### Requirements
Write every line of the material out exactly as shown.

### Data
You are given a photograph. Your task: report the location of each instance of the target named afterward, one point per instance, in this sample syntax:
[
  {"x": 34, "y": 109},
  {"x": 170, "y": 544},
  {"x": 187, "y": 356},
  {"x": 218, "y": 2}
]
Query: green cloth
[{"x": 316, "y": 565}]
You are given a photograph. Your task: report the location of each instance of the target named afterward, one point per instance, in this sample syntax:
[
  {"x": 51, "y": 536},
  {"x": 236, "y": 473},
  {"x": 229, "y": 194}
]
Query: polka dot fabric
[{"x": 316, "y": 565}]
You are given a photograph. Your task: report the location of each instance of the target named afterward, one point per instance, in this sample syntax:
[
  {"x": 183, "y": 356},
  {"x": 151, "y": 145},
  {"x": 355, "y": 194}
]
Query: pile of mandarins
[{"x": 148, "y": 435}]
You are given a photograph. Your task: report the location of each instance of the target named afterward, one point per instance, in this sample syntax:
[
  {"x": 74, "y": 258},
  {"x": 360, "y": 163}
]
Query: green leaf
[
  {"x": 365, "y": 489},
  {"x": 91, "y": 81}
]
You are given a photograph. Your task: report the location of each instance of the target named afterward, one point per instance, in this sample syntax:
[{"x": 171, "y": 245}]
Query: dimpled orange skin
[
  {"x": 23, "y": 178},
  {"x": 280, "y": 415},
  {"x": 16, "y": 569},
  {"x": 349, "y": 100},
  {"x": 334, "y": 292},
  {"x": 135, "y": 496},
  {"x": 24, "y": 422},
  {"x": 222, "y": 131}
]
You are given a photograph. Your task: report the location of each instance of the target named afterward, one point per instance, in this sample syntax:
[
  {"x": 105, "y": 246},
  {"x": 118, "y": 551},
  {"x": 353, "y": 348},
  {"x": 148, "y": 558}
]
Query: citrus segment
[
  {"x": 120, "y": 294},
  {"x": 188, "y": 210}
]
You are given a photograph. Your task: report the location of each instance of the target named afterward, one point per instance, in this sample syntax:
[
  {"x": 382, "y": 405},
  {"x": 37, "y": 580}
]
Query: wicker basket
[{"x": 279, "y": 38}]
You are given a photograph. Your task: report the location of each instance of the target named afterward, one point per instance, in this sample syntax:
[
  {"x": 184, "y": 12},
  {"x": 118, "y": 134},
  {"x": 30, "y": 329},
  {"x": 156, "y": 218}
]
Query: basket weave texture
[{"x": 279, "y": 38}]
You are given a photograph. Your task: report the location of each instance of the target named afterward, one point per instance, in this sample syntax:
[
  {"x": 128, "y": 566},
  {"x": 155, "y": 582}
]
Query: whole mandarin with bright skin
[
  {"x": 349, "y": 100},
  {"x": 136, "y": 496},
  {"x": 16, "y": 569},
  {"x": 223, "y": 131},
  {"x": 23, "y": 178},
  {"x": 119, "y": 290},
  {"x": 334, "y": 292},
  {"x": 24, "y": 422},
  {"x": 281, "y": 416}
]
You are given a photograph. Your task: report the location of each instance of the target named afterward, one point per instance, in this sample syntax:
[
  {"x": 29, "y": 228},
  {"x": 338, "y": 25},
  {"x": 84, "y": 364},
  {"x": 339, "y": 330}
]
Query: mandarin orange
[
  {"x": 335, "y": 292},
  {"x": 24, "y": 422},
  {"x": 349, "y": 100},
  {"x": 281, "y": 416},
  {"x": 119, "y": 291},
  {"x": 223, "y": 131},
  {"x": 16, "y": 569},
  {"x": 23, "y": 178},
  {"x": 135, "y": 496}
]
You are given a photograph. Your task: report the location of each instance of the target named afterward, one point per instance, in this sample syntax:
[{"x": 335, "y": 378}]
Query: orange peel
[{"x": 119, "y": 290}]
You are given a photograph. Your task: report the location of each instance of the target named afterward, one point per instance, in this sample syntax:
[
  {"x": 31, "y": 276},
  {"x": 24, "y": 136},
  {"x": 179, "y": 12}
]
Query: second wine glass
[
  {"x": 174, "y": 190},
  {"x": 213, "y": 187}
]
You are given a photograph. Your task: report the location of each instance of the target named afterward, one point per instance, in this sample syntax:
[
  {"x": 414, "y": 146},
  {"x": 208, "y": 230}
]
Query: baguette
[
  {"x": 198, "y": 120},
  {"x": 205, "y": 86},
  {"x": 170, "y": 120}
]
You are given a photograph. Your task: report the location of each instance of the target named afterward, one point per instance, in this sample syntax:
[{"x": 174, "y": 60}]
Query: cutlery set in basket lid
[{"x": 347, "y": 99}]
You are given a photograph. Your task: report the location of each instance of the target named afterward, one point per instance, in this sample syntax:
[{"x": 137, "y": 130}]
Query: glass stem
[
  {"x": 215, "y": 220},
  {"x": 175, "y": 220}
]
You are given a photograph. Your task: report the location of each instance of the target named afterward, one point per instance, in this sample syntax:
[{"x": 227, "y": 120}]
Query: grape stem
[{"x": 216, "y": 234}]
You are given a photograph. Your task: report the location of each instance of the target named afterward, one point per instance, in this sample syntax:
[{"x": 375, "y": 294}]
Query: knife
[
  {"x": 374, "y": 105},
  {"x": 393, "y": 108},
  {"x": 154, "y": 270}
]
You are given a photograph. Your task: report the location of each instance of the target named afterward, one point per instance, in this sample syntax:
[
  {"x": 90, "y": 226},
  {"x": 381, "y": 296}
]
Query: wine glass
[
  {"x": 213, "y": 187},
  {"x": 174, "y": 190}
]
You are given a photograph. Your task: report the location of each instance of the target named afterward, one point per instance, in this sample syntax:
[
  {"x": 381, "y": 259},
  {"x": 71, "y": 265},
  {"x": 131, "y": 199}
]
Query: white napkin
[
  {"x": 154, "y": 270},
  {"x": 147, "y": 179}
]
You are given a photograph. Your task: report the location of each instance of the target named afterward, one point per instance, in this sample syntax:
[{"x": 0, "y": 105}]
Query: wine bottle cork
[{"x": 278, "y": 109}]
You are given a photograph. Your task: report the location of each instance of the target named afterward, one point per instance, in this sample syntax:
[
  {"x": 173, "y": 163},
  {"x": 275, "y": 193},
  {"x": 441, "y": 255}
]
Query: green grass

### Answer to this exercise
You are given a photograph. Your task: report the location of each instance of the target named afterward, one point per instance, in this sample syntax:
[
  {"x": 34, "y": 109},
  {"x": 170, "y": 544},
  {"x": 187, "y": 356},
  {"x": 218, "y": 2}
]
Query: green cloth
[{"x": 316, "y": 565}]
You are given a photograph. Your task: report the location of each instance of the target named afterward, one point per instance, in this sample syntax:
[
  {"x": 51, "y": 536},
  {"x": 236, "y": 473},
  {"x": 229, "y": 194}
]
Query: polka dot fabric
[{"x": 316, "y": 565}]
You are given a photograph. Your task: report the location of each instance of the target named afterward, one point per instance, in this sample syntax:
[
  {"x": 183, "y": 356},
  {"x": 151, "y": 145},
  {"x": 355, "y": 194}
]
Query: pile of mandarins
[{"x": 148, "y": 435}]
You are given a photograph. Your task: report the location of each instance of the target named afterward, one point per instance, in this sample syntax:
[
  {"x": 74, "y": 258},
  {"x": 360, "y": 163}
]
Query: green leaf
[
  {"x": 365, "y": 489},
  {"x": 91, "y": 81}
]
You are given a photograph. Your task: report the location of each instance of the target named afterward, one point per instance, in this sample syntax:
[{"x": 171, "y": 245}]
Query: dimpled orange skin
[
  {"x": 23, "y": 178},
  {"x": 280, "y": 415},
  {"x": 16, "y": 569},
  {"x": 349, "y": 100},
  {"x": 334, "y": 292},
  {"x": 135, "y": 496},
  {"x": 24, "y": 422},
  {"x": 222, "y": 131}
]
You are given a photograph. Your task: report the location of each instance of the target named afterward, one point per instance, in this sample syntax:
[
  {"x": 105, "y": 246},
  {"x": 118, "y": 551},
  {"x": 353, "y": 348},
  {"x": 148, "y": 558}
]
Query: citrus segment
[
  {"x": 120, "y": 294},
  {"x": 188, "y": 210}
]
You are given a photograph. Your task: report the location of each instance of the target named afterward, one point per instance, in this sample syntax:
[
  {"x": 382, "y": 405},
  {"x": 37, "y": 580}
]
Query: wicker basket
[{"x": 279, "y": 38}]
You are given a photograph. Your task: report the location of each instance of the target named afterward, one point per instance, in this sample syntax:
[
  {"x": 184, "y": 12},
  {"x": 118, "y": 134},
  {"x": 30, "y": 329},
  {"x": 156, "y": 218}
]
Query: basket weave texture
[{"x": 279, "y": 38}]
You are given a photograph. Your task: report the location of each instance of the target named afterward, one point per instance, in this sample syntax:
[
  {"x": 128, "y": 566},
  {"x": 155, "y": 582}
]
Query: whole mandarin with bright skin
[
  {"x": 349, "y": 100},
  {"x": 136, "y": 496},
  {"x": 16, "y": 569},
  {"x": 223, "y": 131},
  {"x": 23, "y": 178},
  {"x": 119, "y": 290},
  {"x": 334, "y": 292},
  {"x": 24, "y": 422},
  {"x": 281, "y": 416}
]
You are given a photograph. Your task: report the location of each instance of the target named afterward, one point per instance, in this sample syntax:
[
  {"x": 29, "y": 228},
  {"x": 338, "y": 25},
  {"x": 84, "y": 364},
  {"x": 339, "y": 330}
]
Query: mandarin orange
[
  {"x": 335, "y": 292},
  {"x": 24, "y": 422},
  {"x": 349, "y": 100},
  {"x": 281, "y": 416},
  {"x": 119, "y": 291},
  {"x": 223, "y": 131},
  {"x": 16, "y": 569},
  {"x": 23, "y": 178},
  {"x": 135, "y": 496}
]
You are given a photograph. Your task: report the location of each instance of the target named afterward, one point per instance, in this sample syntax:
[{"x": 335, "y": 378}]
Query: orange peel
[{"x": 119, "y": 290}]
You are given a photograph. Your task: report the location of each instance of the target named afterward, one point per instance, in this sample syntax:
[
  {"x": 31, "y": 276},
  {"x": 24, "y": 136},
  {"x": 179, "y": 12}
]
Query: second wine glass
[
  {"x": 174, "y": 190},
  {"x": 213, "y": 187}
]
You are given a photograph. Your task: report the location of each instance of the target named afterward, one point per instance, in this sample syntax:
[
  {"x": 414, "y": 146},
  {"x": 208, "y": 230}
]
Query: baguette
[
  {"x": 198, "y": 120},
  {"x": 205, "y": 86},
  {"x": 170, "y": 120}
]
You are given a photograph. Your task: report the location of each instance of the target named afterward, one point per instance, in this sample syntax:
[{"x": 174, "y": 60}]
Query: cutlery set in basket lid
[{"x": 347, "y": 99}]
You are given a photograph. Your task: report the location of each instance of the target named afterward, one point per instance, in this sample syntax:
[{"x": 137, "y": 130}]
Query: glass stem
[
  {"x": 215, "y": 220},
  {"x": 175, "y": 220}
]
You are given a photograph. Your task: report the location of each instance of the target named afterward, one point per instance, in this sample syntax:
[{"x": 227, "y": 120}]
Query: grape stem
[{"x": 216, "y": 234}]
You are given a photograph. Your task: report the location of each instance of the target named afterward, one point per instance, in this sample syntax:
[{"x": 375, "y": 294}]
Query: knife
[
  {"x": 374, "y": 105},
  {"x": 393, "y": 108},
  {"x": 154, "y": 270}
]
You are given a photograph. Your task: report the location of each instance of the target named afterward, one point per instance, in this sample syntax:
[
  {"x": 90, "y": 226},
  {"x": 381, "y": 296}
]
Query: wine glass
[
  {"x": 213, "y": 187},
  {"x": 174, "y": 190}
]
You are given a photograph. Your task: report the location of each instance of the target named afterward, one point per instance, in this sample syntax:
[
  {"x": 381, "y": 259},
  {"x": 71, "y": 265},
  {"x": 131, "y": 199}
]
Query: white napkin
[
  {"x": 154, "y": 270},
  {"x": 147, "y": 179}
]
You are given a photograph. Your task: report the location of each instance of the target named afterward, one point per instance, in this sample syntax:
[{"x": 0, "y": 105}]
Query: wine bottle cork
[{"x": 278, "y": 109}]
You are given a photograph. Your task: report the location of each instance of the target named afterward, one point per instance, in this sample syntax:
[
  {"x": 173, "y": 163},
  {"x": 275, "y": 193},
  {"x": 441, "y": 255}
]
Query: green grass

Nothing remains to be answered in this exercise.